◆ Tu objetivo: Copia tal cual la parte del fragmento sobre la economía soviética que va de "Los economistas occidentales" a "de los consumidores.".

◆ Fragmento:

┏━━

Los economistas occidentales pasaron décadas bajo la ilusión de que la economía soviética crecía a alta velocidad comparada con las economías occidentales. El manual de economía más leído del siglo XX, de Paul Samuelson, proyectaba la posibilidad de que la economía soviética sobrepasara a la americana a finales del siglo.
Pero en vez de crear riqueza, los soviéticos gastaban en producción inútil: producían por producir, para mover indicadores económicos en vez de para satisfacer demandas de los consumidores.
El colapso económico soviético sirvió para legitimar el trabajo de los economistas Ludwig von Mises y Friedrich Hayek. Sin un sistema de precios, alertaban, una economía planificada centralmente no poseía el conocimiento y los incentivos para la organización económica racional.
El mantenimiento de un imperio también tiene un alto coste. Durante el expansionismo británico, por ejemplo, el dinero que salía del tesoro para el mantenimiento de las colonias era mayor que el retorno en tributos. También para los soviéticos, el coste de mantenimiento de un este europeo ocupado incluía un creciente gasto con la represión de disidentes, incluyendo gastos militares con armas, soldados y espías. La Perestroika, lanzada como un salvavidas para el hundimiento de la economía soviética, acabó como su lápida.
- El colapso ambiental de la industria.
En 1990, los ambientalistas occidentales comenzaron a informar del tamaño de la tragedia de los comunes sobre la población rusa:
Cerca de 40% de los ciudadanos vivían en áreas donde la polución del aire excedía de tres a cuatro veces el límite máximo permitido. El saneamiento era primitivo. Y donde existía, por ejemplo en Moscú, no funcionaba adecuadamente. No se trataba la mitad de toda la basura sanitaria de la capital.
En Leningrado, casi la mitad de los niños tenían enfermedades intestinales debido a beber agua contaminada en aquello que un día había sido el abastecimiento más puro de Europa.
La candidatura al premio de lugar más contaminado del mundo es uno de los trágicos legados de la Unión Soviética. Hoy bañado de hormigón, el lago Karachai en los montes Urales se convirtió en el vertedero radioactivo de una de las mayores fábricas soviéticas de armamento nuclear. De 1951 a 1968, el abandono de residuos nucleares redujo el lago a un tercio de su tamaño original. Al ser dispersado por el viento, el polvo radioactivo del Lago Karachai contaminó los alrededores envenenando a cerca de medio millón de personas. Por eso se decidió cubrir el lago con 10 mil bloques de hormigón.
Cuando Boris Yeltsin permitió la presencia de científicos occidentales en el lugar, a inicios de la década de 1990, se informó que el nivel radioactivo en los márgenes del lago aún era de 600 röntgens por hora, lo suficiente para matar a un turista despistado en treinta minutos.
Su profesor de geografía le debe haber enseñado que el capitalismo moderno deja un rastro de polución y devastación ambiental por donde pasa. Tal vez haya dejado de mencionar que la existencia de propiedad privada es el mejor mecanismo para responsabilizar la degradación ambiental. Como el industrialismo soviético operaba fuera de un régimen de propiedad privada, no había mecanismos de responsabilización ambiental.

┗━━

◆ Material proporcionado:
┏━━

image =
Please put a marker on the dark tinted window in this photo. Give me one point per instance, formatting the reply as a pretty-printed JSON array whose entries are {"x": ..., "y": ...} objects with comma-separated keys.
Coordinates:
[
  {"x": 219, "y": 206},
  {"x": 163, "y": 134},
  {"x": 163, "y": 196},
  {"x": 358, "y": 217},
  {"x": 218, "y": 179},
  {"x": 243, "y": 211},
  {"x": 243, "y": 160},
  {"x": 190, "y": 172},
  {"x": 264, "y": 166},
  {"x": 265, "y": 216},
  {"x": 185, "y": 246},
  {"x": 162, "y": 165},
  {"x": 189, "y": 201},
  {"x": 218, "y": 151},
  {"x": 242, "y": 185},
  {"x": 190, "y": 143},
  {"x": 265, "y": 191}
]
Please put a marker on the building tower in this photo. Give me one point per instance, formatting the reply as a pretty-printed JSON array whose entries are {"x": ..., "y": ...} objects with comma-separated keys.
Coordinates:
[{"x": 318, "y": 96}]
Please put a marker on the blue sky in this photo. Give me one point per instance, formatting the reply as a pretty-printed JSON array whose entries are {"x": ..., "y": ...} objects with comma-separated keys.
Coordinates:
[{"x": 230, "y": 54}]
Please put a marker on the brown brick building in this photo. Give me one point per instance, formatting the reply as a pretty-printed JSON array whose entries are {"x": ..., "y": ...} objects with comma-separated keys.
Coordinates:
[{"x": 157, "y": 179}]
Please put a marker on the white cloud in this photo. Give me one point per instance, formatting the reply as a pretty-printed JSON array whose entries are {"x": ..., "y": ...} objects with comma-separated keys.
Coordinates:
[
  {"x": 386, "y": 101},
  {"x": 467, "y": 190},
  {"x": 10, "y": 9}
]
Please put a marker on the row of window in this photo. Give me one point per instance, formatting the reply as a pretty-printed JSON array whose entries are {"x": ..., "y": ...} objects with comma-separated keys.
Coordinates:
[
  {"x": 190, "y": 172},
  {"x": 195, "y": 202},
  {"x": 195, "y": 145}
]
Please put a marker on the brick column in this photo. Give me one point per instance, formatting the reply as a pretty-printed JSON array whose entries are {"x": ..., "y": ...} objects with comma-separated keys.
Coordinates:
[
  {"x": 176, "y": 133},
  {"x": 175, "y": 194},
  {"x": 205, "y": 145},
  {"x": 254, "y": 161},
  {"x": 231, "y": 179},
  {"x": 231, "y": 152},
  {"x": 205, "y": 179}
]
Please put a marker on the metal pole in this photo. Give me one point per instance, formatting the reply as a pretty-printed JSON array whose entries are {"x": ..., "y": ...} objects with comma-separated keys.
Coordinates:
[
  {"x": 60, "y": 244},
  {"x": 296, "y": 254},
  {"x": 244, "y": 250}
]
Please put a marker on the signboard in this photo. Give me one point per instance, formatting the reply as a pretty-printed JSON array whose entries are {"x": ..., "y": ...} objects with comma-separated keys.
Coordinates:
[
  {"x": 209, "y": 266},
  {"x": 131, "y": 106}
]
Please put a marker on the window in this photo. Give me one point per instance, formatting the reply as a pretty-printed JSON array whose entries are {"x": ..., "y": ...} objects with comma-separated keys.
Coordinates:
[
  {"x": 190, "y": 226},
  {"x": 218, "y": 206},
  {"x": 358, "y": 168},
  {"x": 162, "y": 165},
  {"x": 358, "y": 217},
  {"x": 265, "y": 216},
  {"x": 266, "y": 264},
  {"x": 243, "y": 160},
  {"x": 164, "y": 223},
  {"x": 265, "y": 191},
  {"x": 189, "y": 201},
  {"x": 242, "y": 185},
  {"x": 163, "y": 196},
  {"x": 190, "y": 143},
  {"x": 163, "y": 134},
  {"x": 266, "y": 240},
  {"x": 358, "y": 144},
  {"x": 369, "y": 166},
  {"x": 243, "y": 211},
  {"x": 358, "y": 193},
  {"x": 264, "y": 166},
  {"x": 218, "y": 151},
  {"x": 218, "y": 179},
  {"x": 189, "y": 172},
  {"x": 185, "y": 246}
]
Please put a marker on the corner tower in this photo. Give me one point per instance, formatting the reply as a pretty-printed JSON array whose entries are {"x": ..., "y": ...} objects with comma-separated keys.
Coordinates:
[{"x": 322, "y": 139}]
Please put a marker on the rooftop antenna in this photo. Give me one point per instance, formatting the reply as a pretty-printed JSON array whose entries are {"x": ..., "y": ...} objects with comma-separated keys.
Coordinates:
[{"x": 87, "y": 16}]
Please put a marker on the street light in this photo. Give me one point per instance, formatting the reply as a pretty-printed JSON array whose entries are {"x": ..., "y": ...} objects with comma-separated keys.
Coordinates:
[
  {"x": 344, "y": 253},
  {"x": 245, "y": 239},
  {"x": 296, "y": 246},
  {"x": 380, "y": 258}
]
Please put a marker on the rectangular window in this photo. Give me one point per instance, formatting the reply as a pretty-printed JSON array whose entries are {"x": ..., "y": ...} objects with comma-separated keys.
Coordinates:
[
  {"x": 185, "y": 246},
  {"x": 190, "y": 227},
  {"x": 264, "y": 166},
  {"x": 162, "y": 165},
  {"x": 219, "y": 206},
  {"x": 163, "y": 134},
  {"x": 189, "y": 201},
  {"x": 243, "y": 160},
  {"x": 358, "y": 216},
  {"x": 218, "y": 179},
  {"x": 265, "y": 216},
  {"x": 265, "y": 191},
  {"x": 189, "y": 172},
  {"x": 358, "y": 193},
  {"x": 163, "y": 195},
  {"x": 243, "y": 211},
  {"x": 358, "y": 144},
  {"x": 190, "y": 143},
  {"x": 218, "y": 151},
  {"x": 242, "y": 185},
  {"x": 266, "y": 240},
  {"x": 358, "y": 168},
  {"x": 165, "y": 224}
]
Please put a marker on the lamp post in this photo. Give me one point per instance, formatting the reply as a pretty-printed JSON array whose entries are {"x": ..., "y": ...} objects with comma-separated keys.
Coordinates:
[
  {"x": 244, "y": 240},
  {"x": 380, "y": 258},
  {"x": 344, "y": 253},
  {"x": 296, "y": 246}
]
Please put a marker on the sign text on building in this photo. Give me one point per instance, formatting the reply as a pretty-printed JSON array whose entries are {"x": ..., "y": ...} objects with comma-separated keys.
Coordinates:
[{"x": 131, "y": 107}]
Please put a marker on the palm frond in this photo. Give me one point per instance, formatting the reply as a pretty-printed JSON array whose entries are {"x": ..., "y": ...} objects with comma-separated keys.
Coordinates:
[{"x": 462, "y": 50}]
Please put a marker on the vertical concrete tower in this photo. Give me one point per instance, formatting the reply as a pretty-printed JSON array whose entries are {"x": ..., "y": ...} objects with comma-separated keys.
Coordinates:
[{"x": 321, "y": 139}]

┗━━

◆ Respuesta al ejercicio:
Los economistas occidentales pasaron décadas bajo la ilusión de que la economía soviética crecía a alta velocidad comparada con las economías occidentales. El manual de economía más leído del siglo XX, de Paul Samuelson, proyectaba la posibilidad de que la economía soviética sobrepasara a la americana a finales del siglo.
Pero en vez de crear riqueza, los soviéticos gastaban en producción inútil: producían por producir, para mover indicadores económicos en vez de para satisfacer demandas de los consumidores.